**DIRECTIONS FOR THIS TASK:**
How many lines in the records below contain the word "instance"? Case counts. Give only the number.

**ROWS:**
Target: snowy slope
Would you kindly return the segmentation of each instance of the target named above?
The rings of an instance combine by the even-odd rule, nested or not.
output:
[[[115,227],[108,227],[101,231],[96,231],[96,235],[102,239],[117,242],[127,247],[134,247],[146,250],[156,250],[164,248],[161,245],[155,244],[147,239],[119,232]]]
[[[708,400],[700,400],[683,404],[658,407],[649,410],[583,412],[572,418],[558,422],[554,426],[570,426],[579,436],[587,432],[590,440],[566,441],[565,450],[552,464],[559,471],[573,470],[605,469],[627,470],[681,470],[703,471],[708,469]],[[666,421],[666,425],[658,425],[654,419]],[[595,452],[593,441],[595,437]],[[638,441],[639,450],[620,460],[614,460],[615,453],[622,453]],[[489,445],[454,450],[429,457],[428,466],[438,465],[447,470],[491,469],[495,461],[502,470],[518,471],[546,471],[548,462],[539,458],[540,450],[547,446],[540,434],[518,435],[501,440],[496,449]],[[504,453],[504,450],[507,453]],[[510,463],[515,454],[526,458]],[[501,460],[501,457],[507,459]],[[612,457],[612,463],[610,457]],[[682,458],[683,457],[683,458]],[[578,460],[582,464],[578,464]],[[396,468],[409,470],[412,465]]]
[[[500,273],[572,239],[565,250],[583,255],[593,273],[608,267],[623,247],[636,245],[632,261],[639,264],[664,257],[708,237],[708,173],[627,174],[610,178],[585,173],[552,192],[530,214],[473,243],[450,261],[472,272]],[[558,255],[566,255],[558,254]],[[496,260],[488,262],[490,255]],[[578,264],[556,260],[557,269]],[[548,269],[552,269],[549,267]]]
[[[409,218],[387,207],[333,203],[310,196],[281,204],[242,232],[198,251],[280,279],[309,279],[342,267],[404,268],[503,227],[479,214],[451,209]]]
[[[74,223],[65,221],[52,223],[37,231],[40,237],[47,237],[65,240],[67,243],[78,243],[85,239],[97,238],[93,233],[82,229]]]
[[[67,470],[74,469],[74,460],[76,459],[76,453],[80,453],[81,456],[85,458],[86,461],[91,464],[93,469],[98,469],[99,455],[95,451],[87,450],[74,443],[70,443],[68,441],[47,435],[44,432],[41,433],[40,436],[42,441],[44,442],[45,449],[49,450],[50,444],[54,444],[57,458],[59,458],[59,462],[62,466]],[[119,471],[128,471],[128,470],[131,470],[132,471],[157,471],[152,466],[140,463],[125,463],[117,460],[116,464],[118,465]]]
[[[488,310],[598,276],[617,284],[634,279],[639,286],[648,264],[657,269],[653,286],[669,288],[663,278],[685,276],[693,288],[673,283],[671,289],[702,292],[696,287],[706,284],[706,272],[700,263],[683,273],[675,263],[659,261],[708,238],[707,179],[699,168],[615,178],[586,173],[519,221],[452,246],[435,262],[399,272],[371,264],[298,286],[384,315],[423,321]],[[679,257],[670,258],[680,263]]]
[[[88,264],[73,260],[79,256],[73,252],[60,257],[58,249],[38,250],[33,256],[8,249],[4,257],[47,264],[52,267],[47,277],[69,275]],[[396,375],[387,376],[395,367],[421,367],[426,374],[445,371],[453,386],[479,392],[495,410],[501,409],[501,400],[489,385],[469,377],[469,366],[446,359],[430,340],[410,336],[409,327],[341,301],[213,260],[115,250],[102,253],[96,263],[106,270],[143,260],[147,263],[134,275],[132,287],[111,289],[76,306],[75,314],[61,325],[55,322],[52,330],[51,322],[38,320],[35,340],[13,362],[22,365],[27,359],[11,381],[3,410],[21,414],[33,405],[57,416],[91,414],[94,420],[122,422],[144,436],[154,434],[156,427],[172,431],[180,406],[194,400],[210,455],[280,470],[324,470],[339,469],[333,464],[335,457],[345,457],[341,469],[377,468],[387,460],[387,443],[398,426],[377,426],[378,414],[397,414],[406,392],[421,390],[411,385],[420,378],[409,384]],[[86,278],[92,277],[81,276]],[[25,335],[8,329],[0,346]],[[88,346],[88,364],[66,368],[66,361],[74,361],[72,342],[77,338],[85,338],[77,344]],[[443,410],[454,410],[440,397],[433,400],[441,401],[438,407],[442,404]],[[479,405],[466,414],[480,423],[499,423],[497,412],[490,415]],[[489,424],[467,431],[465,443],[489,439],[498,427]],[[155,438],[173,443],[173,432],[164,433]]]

**WRITTEN REPLY:**
2